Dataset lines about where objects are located
◆ ◆ ◆

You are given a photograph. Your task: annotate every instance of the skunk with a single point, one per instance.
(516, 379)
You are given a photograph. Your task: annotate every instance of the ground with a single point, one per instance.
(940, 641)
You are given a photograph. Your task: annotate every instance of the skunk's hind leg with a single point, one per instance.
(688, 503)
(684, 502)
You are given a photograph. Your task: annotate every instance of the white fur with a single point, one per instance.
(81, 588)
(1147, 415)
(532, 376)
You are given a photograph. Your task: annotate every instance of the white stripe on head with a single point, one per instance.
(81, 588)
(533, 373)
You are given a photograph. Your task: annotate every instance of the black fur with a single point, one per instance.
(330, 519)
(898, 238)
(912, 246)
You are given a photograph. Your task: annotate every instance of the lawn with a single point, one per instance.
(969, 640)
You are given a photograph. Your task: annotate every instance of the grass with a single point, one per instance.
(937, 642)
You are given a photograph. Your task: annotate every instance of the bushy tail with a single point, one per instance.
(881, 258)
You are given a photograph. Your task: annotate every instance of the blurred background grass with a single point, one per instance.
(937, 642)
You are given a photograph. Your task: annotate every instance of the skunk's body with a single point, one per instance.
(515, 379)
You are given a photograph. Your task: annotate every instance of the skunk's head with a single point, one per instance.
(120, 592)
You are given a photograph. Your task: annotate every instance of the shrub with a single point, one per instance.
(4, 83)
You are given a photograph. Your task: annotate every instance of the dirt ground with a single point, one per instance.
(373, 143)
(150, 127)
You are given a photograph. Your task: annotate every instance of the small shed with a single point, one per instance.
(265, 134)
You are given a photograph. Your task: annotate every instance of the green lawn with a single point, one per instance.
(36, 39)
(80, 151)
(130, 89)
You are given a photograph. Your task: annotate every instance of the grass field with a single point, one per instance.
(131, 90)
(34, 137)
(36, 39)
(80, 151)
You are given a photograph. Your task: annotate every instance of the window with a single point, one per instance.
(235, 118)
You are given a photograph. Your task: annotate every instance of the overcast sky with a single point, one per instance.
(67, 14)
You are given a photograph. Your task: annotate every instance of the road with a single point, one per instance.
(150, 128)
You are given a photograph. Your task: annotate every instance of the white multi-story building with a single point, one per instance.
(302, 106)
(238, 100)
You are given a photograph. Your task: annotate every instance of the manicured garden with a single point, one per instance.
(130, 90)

◆ ◆ ◆

■ AIM
Rewrite all of the lines above, putting "mark" wherever "annotate" appears and changing nothing else.

■ ANSWER FOR THIS EXERCISE
You are given a photograph. Your task: mark every instance of the skunk with a single point, one per instance.
(516, 379)
You are given a photograph. Your task: mark every instance of the ground with a single point, one per instance.
(940, 641)
You are given a photograph. Your task: mark every instance of the skunk's hind leg with a single point, one per instance.
(688, 503)
(684, 502)
You are given a photograph. Your task: mark every instance of the white fur with a single point, one per instance.
(81, 588)
(1147, 415)
(532, 376)
You are given a photograph. Your task: mark every instance of the white stripe on head with a single point, one per instance.
(81, 588)
(533, 373)
You are given a photograph. Your task: mark every instance of the black fur with a single point, one per instance.
(330, 519)
(898, 238)
(912, 246)
You are given a photograph. Your task: mark every instance of the lawn with a single point, one per instance.
(969, 640)
You are given a photograph. Your task: mark every instance of the grass with a single point, one per instance.
(937, 642)
You are given a photograph. Your task: mark every instance of the bushy tail with a single point, one per instance.
(881, 258)
You are given a photograph. Your task: mark every instance of the blurred background grass with a single point, one per instance.
(937, 642)
You are given a photograph. Your task: mark every instance of the skunk's body with a single point, one per instance.
(515, 379)
You are given a photograph. Your task: mark every instance of the skunk's head with a single point, one per instance.
(120, 592)
You are given a photograph. Your task: mark every instance of the shrub with a single point, one per instance.
(4, 83)
You are given a photograph. Your task: mark every instance of the dirt ground with a single point, one per instance.
(373, 143)
(150, 127)
You are given a photograph. Your task: mark every instance of the small shed with a single point, one per instance.
(265, 134)
You are given a photograph. Your task: mark every instance of the green lawn with a single point, one per instance.
(36, 39)
(80, 151)
(130, 89)
You are given a photograph. Your task: mark every instance of the grass field with a single point, one per instance.
(131, 90)
(34, 137)
(36, 39)
(80, 151)
You are given a photograph. Your task: mark every instance of the window with a single point, one per instance.
(235, 118)
You are given a photograph. Your task: mark every instance of the overcast sky with a single point, one per instance.
(67, 14)
You are given a photograph. Your task: mark every instance of the road with a single point, one per instance.
(150, 128)
You are given a photograph. Your task: mark every instance of the white multi-story building with a single point, one per instance.
(302, 106)
(238, 100)
You are given a photograph. Your task: mark every instance of the manicured garden with a single point, one per instance.
(130, 90)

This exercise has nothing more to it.